-- START --

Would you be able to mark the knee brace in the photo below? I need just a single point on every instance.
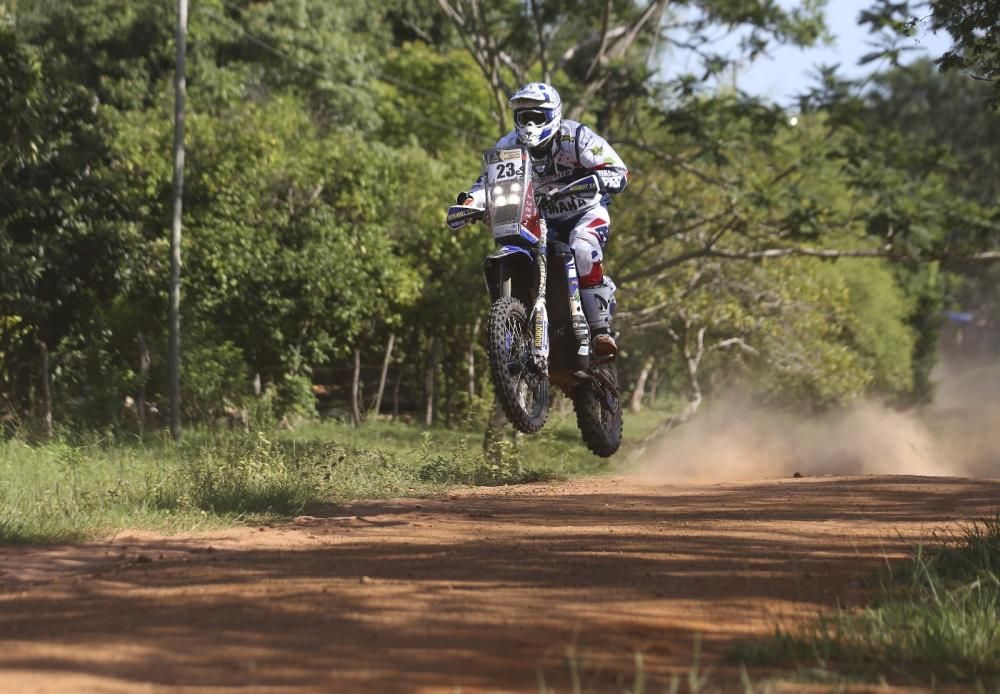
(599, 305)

-- END --
-- START --

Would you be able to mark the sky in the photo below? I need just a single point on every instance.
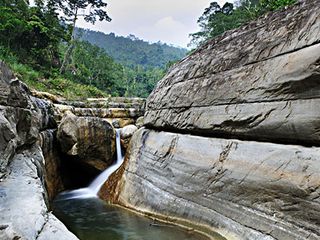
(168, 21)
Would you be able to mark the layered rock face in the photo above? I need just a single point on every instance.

-- END --

▸ **YOUR OBJECTIVE**
Extract every line above that contains the word "Would", and copy each one in full.

▸ **WRITTEN REPLY**
Would you be able to mark the knee brace in the photo below? I need just a single point on every instance.
Would you be able to mark the sky in the photo below? I need just a single point on every instance.
Would you be able to mark the layered rock face in the photo above? I need just a single point on every instance.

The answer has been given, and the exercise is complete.